### Short exercise
Rewrite every line from the line with "Detection query: is any chair" to the line with "7 0 480 158", both included, offsetting each coordinate of the answer bounding boxes by 74. Copy all other lines unchanged.
──────── Exercise materials ────────
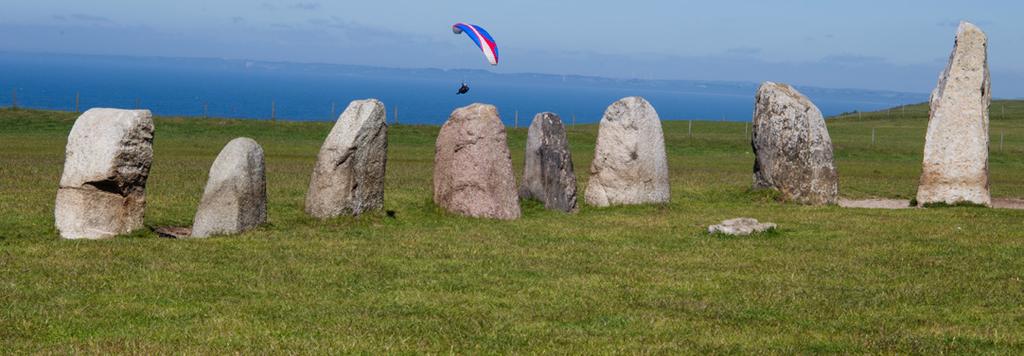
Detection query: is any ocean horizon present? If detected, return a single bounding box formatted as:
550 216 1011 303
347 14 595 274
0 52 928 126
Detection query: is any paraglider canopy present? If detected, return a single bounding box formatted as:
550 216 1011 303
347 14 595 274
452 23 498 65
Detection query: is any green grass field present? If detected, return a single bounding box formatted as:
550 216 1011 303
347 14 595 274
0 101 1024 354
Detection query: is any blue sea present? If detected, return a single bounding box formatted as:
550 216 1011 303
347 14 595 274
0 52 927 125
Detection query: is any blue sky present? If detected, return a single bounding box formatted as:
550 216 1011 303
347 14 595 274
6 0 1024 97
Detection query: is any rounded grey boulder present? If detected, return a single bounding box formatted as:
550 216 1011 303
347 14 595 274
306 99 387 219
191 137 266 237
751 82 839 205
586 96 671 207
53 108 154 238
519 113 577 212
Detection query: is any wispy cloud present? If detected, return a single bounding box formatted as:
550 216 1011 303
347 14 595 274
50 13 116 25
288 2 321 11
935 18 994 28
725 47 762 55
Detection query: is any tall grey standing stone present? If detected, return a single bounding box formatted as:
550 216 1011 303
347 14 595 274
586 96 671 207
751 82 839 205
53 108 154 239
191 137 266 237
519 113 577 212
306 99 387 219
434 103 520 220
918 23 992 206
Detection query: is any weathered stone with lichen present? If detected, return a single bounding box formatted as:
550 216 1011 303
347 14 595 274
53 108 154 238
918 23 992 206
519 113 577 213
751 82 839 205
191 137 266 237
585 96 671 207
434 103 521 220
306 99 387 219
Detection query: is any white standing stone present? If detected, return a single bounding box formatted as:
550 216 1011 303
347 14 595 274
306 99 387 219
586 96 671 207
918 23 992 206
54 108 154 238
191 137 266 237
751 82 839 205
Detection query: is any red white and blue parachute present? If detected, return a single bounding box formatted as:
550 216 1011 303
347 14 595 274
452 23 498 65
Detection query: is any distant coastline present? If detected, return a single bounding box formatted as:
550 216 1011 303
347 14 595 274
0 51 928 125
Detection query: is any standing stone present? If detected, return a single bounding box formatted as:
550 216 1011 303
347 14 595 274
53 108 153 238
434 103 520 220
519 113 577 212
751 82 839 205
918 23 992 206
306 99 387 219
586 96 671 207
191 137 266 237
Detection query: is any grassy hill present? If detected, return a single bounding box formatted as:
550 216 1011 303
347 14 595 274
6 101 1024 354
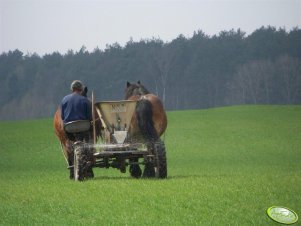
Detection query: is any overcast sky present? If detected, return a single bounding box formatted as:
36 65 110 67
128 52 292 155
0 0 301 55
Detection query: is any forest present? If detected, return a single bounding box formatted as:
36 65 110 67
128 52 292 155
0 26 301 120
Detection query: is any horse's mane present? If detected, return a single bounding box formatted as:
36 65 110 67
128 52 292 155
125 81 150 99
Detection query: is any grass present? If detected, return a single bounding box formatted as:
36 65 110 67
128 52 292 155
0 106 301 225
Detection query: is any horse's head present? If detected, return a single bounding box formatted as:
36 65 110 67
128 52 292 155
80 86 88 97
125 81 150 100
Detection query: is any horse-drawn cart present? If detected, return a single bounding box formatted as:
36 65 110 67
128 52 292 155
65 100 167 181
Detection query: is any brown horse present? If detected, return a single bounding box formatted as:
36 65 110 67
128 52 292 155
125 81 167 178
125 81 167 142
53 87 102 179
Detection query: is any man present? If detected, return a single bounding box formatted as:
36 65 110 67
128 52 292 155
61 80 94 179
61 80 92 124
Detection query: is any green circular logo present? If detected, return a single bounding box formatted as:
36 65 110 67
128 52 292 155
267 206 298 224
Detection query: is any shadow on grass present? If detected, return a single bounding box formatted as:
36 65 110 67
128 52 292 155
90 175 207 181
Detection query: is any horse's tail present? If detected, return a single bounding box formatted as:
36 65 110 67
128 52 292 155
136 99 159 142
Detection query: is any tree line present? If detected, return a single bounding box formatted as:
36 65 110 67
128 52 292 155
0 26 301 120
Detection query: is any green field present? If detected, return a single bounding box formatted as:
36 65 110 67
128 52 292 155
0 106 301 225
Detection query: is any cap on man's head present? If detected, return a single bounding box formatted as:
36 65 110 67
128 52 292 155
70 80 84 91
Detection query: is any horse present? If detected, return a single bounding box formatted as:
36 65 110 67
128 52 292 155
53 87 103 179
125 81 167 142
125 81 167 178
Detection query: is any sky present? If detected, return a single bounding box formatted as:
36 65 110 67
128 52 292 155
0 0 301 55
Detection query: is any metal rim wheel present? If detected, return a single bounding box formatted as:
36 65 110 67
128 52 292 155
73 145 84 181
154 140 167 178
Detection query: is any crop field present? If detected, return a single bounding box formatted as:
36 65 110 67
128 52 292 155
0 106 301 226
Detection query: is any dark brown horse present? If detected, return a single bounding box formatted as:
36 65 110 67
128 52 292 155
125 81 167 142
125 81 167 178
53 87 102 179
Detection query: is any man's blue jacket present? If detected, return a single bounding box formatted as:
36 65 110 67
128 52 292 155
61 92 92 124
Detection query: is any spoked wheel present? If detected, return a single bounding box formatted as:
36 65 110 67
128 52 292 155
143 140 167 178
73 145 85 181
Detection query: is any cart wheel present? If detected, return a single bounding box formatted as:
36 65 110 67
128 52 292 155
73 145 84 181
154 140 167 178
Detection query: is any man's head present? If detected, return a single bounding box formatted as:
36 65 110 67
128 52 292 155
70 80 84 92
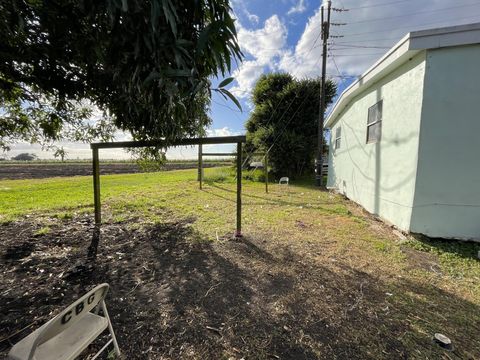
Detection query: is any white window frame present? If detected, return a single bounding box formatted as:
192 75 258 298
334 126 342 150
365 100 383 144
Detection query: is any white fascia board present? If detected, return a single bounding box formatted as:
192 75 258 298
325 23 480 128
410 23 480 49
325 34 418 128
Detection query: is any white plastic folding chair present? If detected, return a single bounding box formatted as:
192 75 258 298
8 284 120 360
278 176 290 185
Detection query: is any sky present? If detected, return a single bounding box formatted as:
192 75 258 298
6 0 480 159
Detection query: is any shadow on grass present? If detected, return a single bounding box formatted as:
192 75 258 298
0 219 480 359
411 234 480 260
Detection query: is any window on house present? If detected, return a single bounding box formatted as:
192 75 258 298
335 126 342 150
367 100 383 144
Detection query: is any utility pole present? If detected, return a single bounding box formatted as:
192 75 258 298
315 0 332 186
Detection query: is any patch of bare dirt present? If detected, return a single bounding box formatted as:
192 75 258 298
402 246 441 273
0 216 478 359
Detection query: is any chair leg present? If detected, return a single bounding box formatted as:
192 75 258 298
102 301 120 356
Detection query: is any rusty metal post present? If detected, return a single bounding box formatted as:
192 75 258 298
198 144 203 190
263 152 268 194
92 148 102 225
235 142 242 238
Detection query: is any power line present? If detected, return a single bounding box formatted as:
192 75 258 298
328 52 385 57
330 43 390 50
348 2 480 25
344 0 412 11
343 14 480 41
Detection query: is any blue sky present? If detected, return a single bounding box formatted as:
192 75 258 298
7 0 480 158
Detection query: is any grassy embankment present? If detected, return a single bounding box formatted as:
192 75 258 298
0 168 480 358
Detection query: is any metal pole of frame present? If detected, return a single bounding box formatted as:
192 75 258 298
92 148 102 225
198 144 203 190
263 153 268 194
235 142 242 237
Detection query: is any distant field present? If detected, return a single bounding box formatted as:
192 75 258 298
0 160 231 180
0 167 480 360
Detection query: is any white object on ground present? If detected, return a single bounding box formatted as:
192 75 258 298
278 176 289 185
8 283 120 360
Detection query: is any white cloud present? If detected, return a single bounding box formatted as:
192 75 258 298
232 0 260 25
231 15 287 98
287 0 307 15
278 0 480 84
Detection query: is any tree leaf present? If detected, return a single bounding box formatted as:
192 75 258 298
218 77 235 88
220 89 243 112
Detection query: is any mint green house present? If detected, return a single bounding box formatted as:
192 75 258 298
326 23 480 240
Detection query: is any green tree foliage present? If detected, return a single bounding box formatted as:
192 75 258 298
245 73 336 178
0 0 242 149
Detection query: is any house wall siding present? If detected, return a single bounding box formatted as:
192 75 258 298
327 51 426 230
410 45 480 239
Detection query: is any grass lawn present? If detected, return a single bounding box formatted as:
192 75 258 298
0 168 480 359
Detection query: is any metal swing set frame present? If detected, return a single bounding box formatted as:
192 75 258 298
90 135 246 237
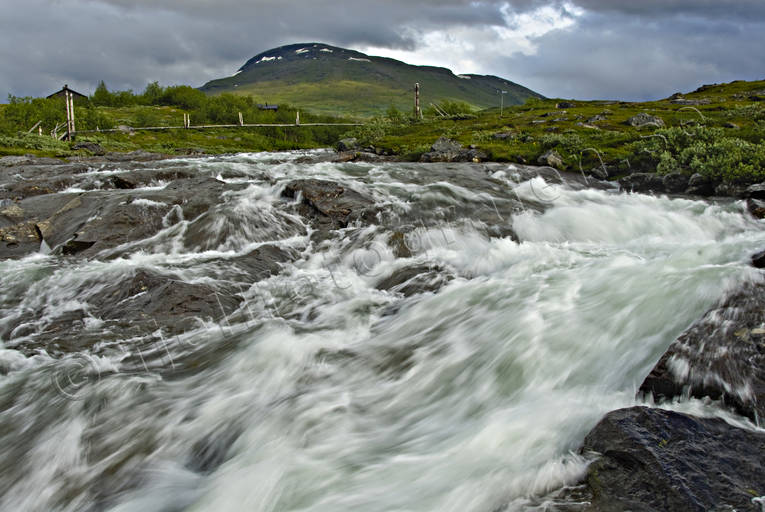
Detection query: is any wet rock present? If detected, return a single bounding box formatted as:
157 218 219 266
────────
──────── Exercise materials ────────
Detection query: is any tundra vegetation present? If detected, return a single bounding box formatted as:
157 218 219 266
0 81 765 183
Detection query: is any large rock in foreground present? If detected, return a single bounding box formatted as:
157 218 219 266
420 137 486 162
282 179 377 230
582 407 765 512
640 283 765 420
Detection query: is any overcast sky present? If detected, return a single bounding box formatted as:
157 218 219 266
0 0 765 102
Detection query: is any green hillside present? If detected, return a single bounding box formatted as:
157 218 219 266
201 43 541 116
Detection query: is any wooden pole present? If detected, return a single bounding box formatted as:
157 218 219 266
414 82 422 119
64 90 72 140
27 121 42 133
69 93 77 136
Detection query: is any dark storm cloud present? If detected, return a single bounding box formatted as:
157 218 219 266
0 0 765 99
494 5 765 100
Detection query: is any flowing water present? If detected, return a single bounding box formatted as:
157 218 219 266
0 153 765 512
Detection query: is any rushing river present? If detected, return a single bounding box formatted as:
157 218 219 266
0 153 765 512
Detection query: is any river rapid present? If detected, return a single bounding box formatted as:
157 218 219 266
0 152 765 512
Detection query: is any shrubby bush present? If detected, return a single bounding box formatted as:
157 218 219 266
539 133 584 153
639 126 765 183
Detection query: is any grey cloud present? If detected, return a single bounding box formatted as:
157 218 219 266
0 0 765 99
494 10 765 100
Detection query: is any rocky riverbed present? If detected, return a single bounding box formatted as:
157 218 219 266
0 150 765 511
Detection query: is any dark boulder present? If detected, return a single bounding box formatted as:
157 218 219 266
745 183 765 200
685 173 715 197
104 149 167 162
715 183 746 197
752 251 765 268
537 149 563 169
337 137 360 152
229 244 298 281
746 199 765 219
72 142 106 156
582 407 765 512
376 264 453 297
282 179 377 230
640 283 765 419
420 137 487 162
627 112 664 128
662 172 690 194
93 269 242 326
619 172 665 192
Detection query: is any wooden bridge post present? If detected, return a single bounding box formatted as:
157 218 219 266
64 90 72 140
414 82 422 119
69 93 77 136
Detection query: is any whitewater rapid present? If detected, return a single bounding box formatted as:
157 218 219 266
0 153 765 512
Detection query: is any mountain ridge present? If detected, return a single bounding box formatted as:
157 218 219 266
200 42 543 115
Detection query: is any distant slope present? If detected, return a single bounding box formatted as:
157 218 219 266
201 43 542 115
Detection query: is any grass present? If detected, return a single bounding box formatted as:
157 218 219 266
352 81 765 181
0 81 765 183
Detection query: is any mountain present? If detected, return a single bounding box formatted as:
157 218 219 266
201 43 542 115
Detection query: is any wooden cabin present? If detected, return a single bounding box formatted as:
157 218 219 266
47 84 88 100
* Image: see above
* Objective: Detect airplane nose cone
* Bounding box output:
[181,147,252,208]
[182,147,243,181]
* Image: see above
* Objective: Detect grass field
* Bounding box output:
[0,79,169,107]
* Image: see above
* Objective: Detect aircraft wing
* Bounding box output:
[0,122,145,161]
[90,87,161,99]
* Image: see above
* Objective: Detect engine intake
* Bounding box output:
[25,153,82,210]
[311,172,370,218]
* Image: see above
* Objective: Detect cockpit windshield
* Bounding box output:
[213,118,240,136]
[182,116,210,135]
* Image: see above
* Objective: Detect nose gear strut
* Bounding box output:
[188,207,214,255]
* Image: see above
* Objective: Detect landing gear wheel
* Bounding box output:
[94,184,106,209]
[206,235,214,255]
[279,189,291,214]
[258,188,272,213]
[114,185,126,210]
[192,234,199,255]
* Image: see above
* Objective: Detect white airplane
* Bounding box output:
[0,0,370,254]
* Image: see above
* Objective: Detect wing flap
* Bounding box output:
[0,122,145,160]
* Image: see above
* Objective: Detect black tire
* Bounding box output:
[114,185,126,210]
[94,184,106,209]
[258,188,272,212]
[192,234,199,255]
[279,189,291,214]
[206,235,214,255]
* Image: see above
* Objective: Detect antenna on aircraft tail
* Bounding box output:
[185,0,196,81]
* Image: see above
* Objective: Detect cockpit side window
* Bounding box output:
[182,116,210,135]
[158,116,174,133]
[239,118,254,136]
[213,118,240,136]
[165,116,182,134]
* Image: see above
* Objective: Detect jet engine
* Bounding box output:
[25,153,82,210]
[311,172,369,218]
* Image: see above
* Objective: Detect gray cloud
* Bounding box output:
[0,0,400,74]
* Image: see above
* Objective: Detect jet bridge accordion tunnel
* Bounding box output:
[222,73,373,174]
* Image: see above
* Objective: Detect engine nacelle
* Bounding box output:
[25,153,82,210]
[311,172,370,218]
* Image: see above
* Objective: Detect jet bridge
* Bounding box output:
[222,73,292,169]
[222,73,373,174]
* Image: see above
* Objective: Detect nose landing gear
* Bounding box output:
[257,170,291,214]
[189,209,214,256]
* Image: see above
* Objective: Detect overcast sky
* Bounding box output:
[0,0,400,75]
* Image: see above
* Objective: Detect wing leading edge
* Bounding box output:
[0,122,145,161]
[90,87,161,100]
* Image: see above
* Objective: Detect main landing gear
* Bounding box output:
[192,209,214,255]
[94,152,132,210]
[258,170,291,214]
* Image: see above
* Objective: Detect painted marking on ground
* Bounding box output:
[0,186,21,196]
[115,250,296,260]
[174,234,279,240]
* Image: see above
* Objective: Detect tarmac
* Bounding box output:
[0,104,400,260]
────────
### Answer to this problem
Detection query: is any chair leg present? If detected, return a single bounding box formatted as:
192 75 258 298
176 375 194 430
Detection query: is any rusty metal post present? If detected, return a single bounding box formatted as:
192 75 258 298
272 218 277 264
337 226 342 268
166 222 176 299
309 216 316 312
Detection query: is any power line present? If detected, return a single bounding box formatted as:
192 75 258 298
402 126 459 131
404 117 464 124
422 76 554 99
418 74 486 85
417 88 554 115
Detection query: is any blue sky present? If detected, return a single bounding box formatted as:
192 75 258 298
81 74 554 232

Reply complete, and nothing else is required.